DATA Start Marker

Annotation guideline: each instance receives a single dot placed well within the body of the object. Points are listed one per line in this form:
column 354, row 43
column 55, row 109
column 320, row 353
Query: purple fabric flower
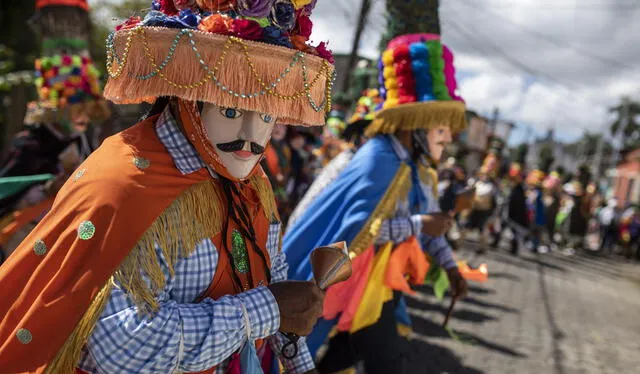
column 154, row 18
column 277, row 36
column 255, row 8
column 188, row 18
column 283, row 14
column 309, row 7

DATA End Marker
DATA Start Marker

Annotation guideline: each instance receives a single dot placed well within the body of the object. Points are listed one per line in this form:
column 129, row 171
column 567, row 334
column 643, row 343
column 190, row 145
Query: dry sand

DATA End Marker

WHAT TO PRODUCE
Word for word, restate the lines of the listing above starting at the line with "column 643, row 343" and ending at the line with "Query: dry sand", and nothing outside them.

RESULT FOR THIS TASK
column 643, row 343
column 190, row 145
Query: dry sand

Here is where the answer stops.